-- BEGIN EXTRACTED ENTRIES --

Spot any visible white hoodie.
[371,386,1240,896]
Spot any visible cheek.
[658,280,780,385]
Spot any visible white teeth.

-- END EXTRACTED ENTRIES --

Reproduce every entry above word for word, with each line unchanged.

TASK OUTPUT:
Spot any visible white hoodie.
[371,386,1240,896]
Spot any visible cheek.
[658,280,780,385]
Spot any visible white teeth.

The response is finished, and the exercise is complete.